**TASK REQUIREMENTS**. Transcribe the material exactly. Images do not belong in the copy.

(Data items)

◇ ◇ ◇ ◇ ◇

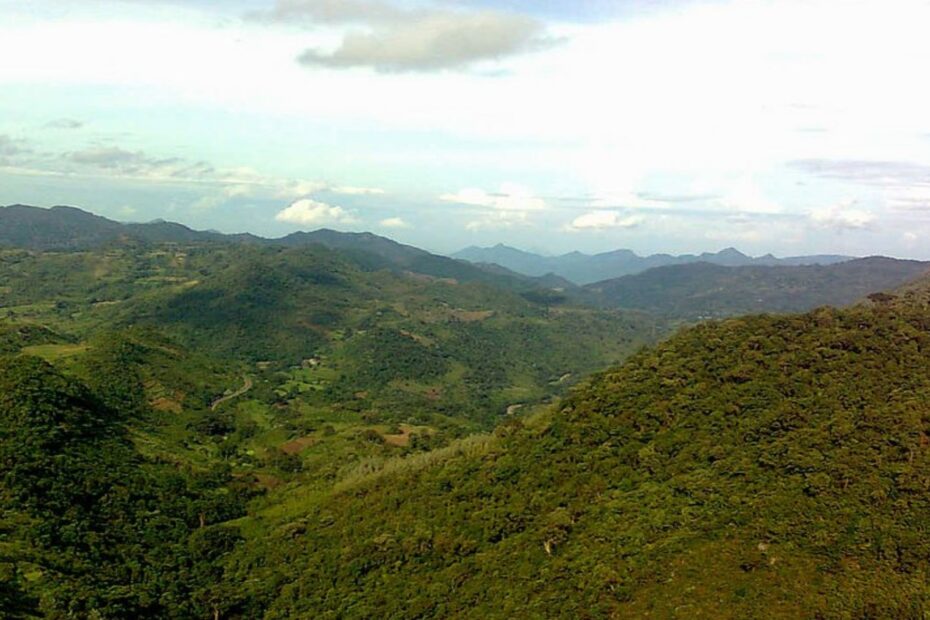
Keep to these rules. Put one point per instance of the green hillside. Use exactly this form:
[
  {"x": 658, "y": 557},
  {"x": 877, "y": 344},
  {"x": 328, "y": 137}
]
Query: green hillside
[
  {"x": 755, "y": 468},
  {"x": 703, "y": 290}
]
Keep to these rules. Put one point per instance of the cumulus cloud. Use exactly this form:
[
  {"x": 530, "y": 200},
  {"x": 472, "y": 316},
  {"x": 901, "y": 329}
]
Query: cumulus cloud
[
  {"x": 357, "y": 191},
  {"x": 511, "y": 197},
  {"x": 11, "y": 150},
  {"x": 332, "y": 12},
  {"x": 394, "y": 222},
  {"x": 511, "y": 205},
  {"x": 604, "y": 220},
  {"x": 866, "y": 171},
  {"x": 391, "y": 38},
  {"x": 746, "y": 197},
  {"x": 309, "y": 212},
  {"x": 64, "y": 123},
  {"x": 9, "y": 146},
  {"x": 844, "y": 216},
  {"x": 433, "y": 43}
]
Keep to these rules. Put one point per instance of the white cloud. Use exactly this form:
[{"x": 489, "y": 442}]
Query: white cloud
[
  {"x": 503, "y": 209},
  {"x": 390, "y": 37},
  {"x": 357, "y": 191},
  {"x": 744, "y": 196},
  {"x": 511, "y": 197},
  {"x": 843, "y": 216},
  {"x": 603, "y": 220},
  {"x": 309, "y": 212},
  {"x": 394, "y": 222}
]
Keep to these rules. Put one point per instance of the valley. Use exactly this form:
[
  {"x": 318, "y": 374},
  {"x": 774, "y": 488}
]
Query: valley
[{"x": 315, "y": 430}]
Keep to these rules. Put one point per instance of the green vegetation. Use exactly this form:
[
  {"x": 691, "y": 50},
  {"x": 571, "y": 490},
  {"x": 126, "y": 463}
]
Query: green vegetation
[
  {"x": 209, "y": 430},
  {"x": 760, "y": 467},
  {"x": 703, "y": 290}
]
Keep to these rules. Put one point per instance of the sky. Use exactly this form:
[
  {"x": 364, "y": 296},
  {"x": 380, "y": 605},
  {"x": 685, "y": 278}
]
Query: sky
[{"x": 783, "y": 126}]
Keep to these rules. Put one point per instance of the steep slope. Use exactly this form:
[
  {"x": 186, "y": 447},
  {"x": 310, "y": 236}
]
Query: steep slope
[
  {"x": 703, "y": 290},
  {"x": 58, "y": 228},
  {"x": 69, "y": 229},
  {"x": 394, "y": 344},
  {"x": 756, "y": 468},
  {"x": 585, "y": 269}
]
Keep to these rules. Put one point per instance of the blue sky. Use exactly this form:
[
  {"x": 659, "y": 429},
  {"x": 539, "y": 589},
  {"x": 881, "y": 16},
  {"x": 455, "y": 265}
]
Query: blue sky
[{"x": 784, "y": 126}]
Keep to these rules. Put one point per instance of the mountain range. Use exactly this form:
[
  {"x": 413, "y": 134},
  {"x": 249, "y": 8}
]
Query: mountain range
[
  {"x": 335, "y": 425},
  {"x": 65, "y": 228},
  {"x": 585, "y": 268}
]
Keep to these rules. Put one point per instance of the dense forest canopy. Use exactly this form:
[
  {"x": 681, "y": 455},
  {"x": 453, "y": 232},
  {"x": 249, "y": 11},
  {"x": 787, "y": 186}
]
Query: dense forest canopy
[{"x": 228, "y": 431}]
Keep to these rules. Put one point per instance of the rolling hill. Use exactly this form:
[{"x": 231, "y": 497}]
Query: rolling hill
[
  {"x": 764, "y": 467},
  {"x": 586, "y": 269},
  {"x": 73, "y": 229},
  {"x": 702, "y": 290}
]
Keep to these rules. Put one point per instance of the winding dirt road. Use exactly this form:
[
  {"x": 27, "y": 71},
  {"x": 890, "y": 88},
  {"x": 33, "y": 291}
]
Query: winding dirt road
[{"x": 245, "y": 388}]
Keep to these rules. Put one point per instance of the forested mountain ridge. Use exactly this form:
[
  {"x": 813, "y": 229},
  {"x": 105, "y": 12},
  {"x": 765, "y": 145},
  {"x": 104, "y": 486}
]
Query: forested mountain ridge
[
  {"x": 702, "y": 290},
  {"x": 762, "y": 467},
  {"x": 241, "y": 430},
  {"x": 67, "y": 229},
  {"x": 586, "y": 269}
]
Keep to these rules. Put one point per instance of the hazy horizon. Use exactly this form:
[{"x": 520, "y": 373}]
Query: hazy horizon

◇ ◇ ◇ ◇ ◇

**RESPONSE FOR THIS EXERCISE**.
Keep to these rules. Put one point per instance of the green hillside. Use exactly this form:
[
  {"x": 658, "y": 557},
  {"x": 877, "y": 344},
  {"x": 328, "y": 137}
]
Query: green hillside
[
  {"x": 755, "y": 468},
  {"x": 703, "y": 290}
]
Keep to these rules. Put one point per instance of the cumulus cloud. Use exactly this form:
[
  {"x": 530, "y": 200},
  {"x": 472, "y": 316},
  {"x": 901, "y": 329}
]
Query: cumulus cloud
[
  {"x": 357, "y": 191},
  {"x": 511, "y": 197},
  {"x": 11, "y": 150},
  {"x": 332, "y": 12},
  {"x": 394, "y": 222},
  {"x": 511, "y": 205},
  {"x": 604, "y": 220},
  {"x": 866, "y": 171},
  {"x": 391, "y": 38},
  {"x": 746, "y": 197},
  {"x": 309, "y": 212},
  {"x": 64, "y": 123},
  {"x": 9, "y": 146},
  {"x": 844, "y": 216},
  {"x": 433, "y": 43}
]
Keep to these rules. Put one point per instance of the white cloud. Use exactly this form:
[{"x": 489, "y": 442}]
Query: white cloud
[
  {"x": 503, "y": 209},
  {"x": 390, "y": 37},
  {"x": 357, "y": 191},
  {"x": 744, "y": 196},
  {"x": 511, "y": 197},
  {"x": 843, "y": 216},
  {"x": 603, "y": 220},
  {"x": 309, "y": 212},
  {"x": 394, "y": 222}
]
Keep to these rules. Put one point per instance of the valley. Use exactly this form:
[
  {"x": 318, "y": 374},
  {"x": 774, "y": 488}
]
Query: valley
[{"x": 315, "y": 430}]
Keep to these rules. Put one point per instance of the green vegetation. Use exactly this form:
[
  {"x": 691, "y": 50},
  {"x": 571, "y": 490},
  {"x": 126, "y": 463}
]
Query: green vegetation
[
  {"x": 209, "y": 430},
  {"x": 760, "y": 467},
  {"x": 703, "y": 290}
]
Keep to these rules. Put one point per instance of the sky. Use exactly this form:
[
  {"x": 364, "y": 296},
  {"x": 380, "y": 605},
  {"x": 685, "y": 278}
]
Query: sky
[{"x": 783, "y": 126}]
Keep to these rules. Put one point per instance of the steep slope. Use exactly this form:
[
  {"x": 186, "y": 447},
  {"x": 310, "y": 236}
]
Query: steep slope
[
  {"x": 703, "y": 290},
  {"x": 58, "y": 228},
  {"x": 69, "y": 229},
  {"x": 394, "y": 344},
  {"x": 756, "y": 468},
  {"x": 585, "y": 269}
]
Keep to these rules. Put one point per instance of the blue sky. Use exactly this form:
[
  {"x": 659, "y": 429},
  {"x": 539, "y": 589},
  {"x": 881, "y": 16},
  {"x": 455, "y": 265}
]
Query: blue sky
[{"x": 784, "y": 126}]
Keep to these rules. Put one point per instance of the mountain range. Use exactly this form:
[
  {"x": 413, "y": 134},
  {"x": 249, "y": 8}
]
Query: mountain range
[
  {"x": 335, "y": 425},
  {"x": 65, "y": 228},
  {"x": 585, "y": 268}
]
Keep to these rules. Put one point per instance of the dense forest canopy. Use exactly this form:
[
  {"x": 681, "y": 455},
  {"x": 453, "y": 232},
  {"x": 249, "y": 11},
  {"x": 787, "y": 186}
]
Query: dense forest canopy
[{"x": 228, "y": 431}]
Keep to these rules. Put one point per instance of the rolling hill. Use exactly this form:
[{"x": 231, "y": 497}]
Query: rolling hill
[
  {"x": 764, "y": 467},
  {"x": 586, "y": 269},
  {"x": 73, "y": 229},
  {"x": 702, "y": 290}
]
Keep to these rules. Put one point per instance of the winding dirt road. Use exactly this form:
[
  {"x": 27, "y": 71},
  {"x": 890, "y": 88},
  {"x": 33, "y": 291}
]
Query: winding dirt road
[{"x": 245, "y": 388}]
Keep to these rules. Put one point per instance of the forested mountain ridge. Use exactly this form:
[
  {"x": 813, "y": 229},
  {"x": 105, "y": 12},
  {"x": 765, "y": 145},
  {"x": 104, "y": 486}
]
Query: forested mountain ridge
[
  {"x": 702, "y": 290},
  {"x": 762, "y": 467},
  {"x": 241, "y": 430},
  {"x": 67, "y": 229},
  {"x": 586, "y": 269}
]
Keep to these rules. Put one point per instance of the hazy horizon. Use exactly this form:
[{"x": 520, "y": 373}]
Query: hazy horizon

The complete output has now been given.